__What this exercise asks__
[a] List the layers of an artificial neural network named in the deep learning text below.
[b] Using the deep learning text below, decide whether each statement agrees with it: (i) learning in deep learning can be supervised, semi-supervised or unsupervised; (ii) the hidden layer is compared to the dendrites of the human neuron; (iii) giraffes are described as the tallest animals. Answer yes or no for each and quote the deciding words.
[c] Retype the part of the deep learning text below starting with "Artificial Neural Networks (ANN) a" and going on through "the hidden layer.".

__Page text__

****

What is Deep Learning and Artificial Neural Networks?
As I explained in the previous post Introduction to Machine Learning, Machine Learning is a subset of Artificial Intelligence, that gives the computer the ability to learn without the need for sophisticated program codes.
How do we know if an animal is an elephant or a giraffe? As humans, since the day we are born, we see an elephant and a giraffe in real life, tv or the internet. So as time pass by, we now can spot the difference between an elephant and a giraffe. Elephants have large floppy ears, long trunk or nose, big body whereas a giraffe has long necks and legs, and are the tallest animals in the worlds. But how can we teach computers to spot the difference between two images (giraffes and elephants)? It would be good to have a representation for the trunk of the elephant, the large floppy ears, but trunks and ears themselves can be hard to detect, due to perspective distortions, shadows, angles etc.! The solution is to learn the representations as well. This is one of the great benefits of deep learning algorithms.
“Deep learning (also known as deep structured learning or hierarchical learning) is part of a broader family of machine learning methods based on learning data representations, as opposed to task-specific algorithms. Learning can be supervised, semi-supervised or unsupervised.”wiki
This brings us to Artificial Neural Networks.
Artificial Neural Networks (ANN)
In deep learning, we are trying to mimic our brain, how our brain cells work? Neurons are the fundamental unit of the brain which receives sensory input from the outside world through sensory neurons. Communicate with each other in electrical signals and chemical forms and then send information to muscles through the Motor neurons.
Artificial Neural Networks (ANN) a system or computational model that works similarly like the structure and functionality of the neurons in the human nervous system. As our human neurons, ANN has 3 different layers.
- Input layer similar to the dendrites of the human neuron. All inputs are fed to the input layer and send to the hidden layer.
- The hidden layer is similar to the cell body of the human neuron. The inputs received from the input layer is processed and sent to the output layer.
- Output layer similar to the exon of the human neuron. The received processed data will be shown at the output layer.

****

__Data segment__
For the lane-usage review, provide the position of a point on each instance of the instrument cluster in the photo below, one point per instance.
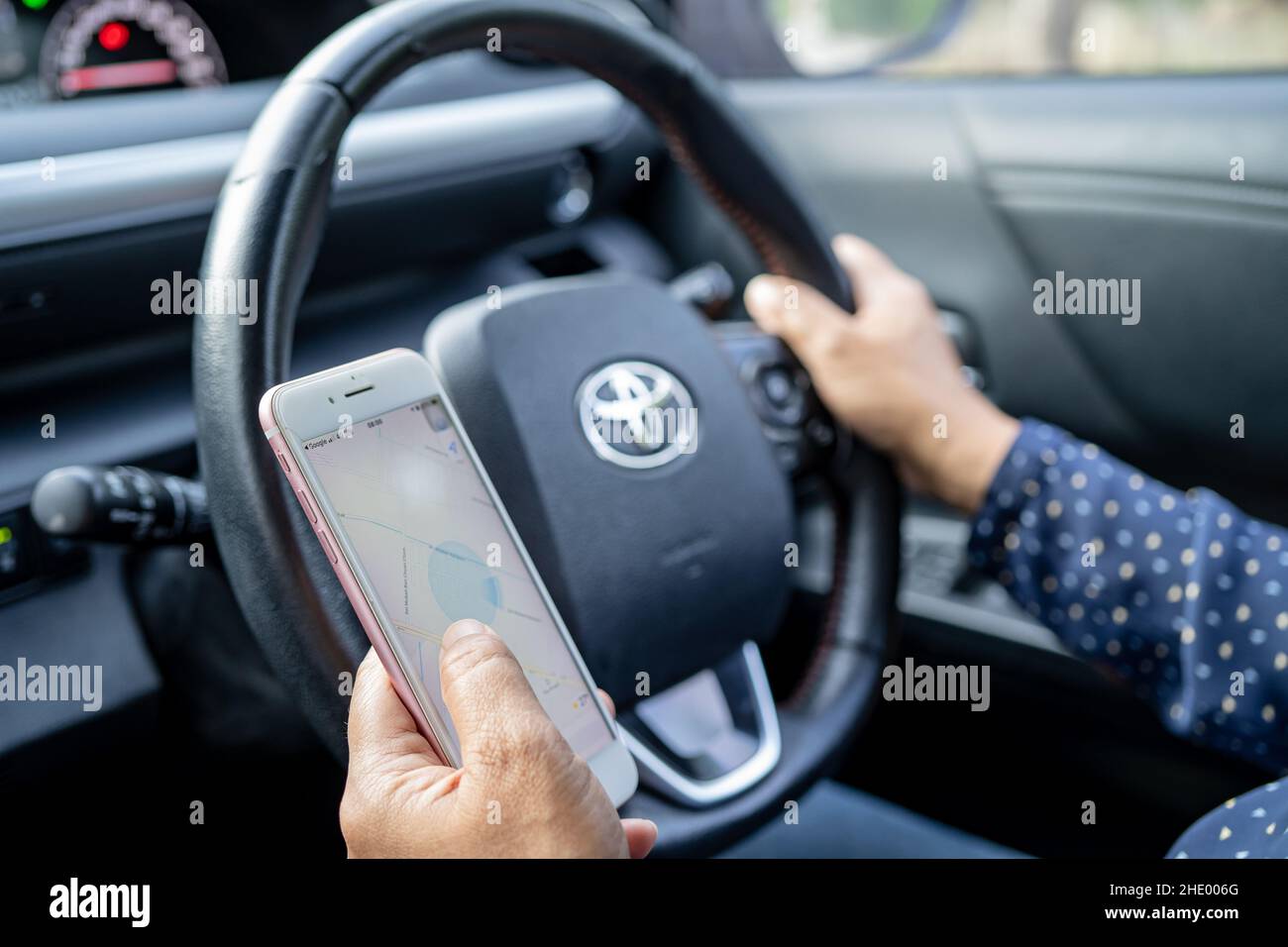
(53, 51)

****

__Your responses__
[a] Input layer, hidden layer, output layer

[b]
(i) Yes: "Learning can be supervised, semi-supervised or unsupervised."
(ii) No: "Input layer similar to the dendrites of the human neuron" and "The hidden layer is similar to the cell body of the human neuron."
(iii) Yes: "are the tallest animals in the worlds"

[c]
Artificial Neural Networks (ANN) a system or computational model that works similarly like the structure and functionality of the neurons in the human nervous system. As our human neurons, ANN has 3 different layers.
- Input layer similar to the dendrites of the human neuron. All inputs are fed to the input layer and send to the hidden layer.